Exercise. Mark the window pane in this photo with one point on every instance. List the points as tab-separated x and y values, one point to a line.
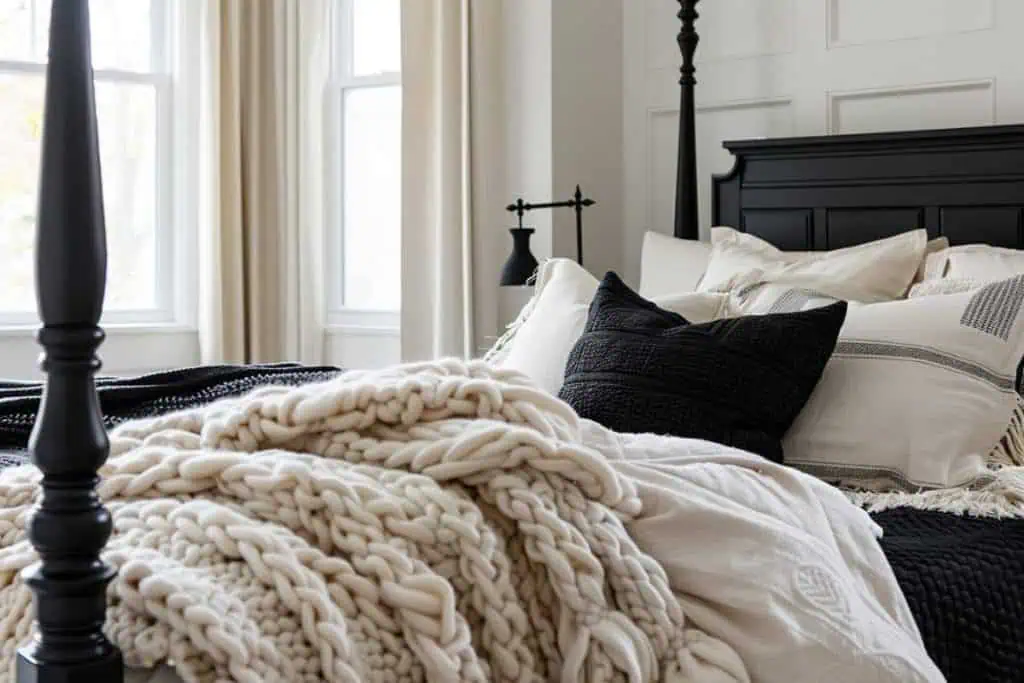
15	29
127	137
121	33
372	206
376	37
--- --- ---
▸ **EXERCISE PROMPT**
Exact copy, no pictures: please print the data above once more.

▸ **SOLUTION BELOW**
Exercise. Mark the window pane in this photo with one point on every instance. List the points as tab-separated x and y values, one point to a line.
15	29
127	137
121	33
372	206
376	37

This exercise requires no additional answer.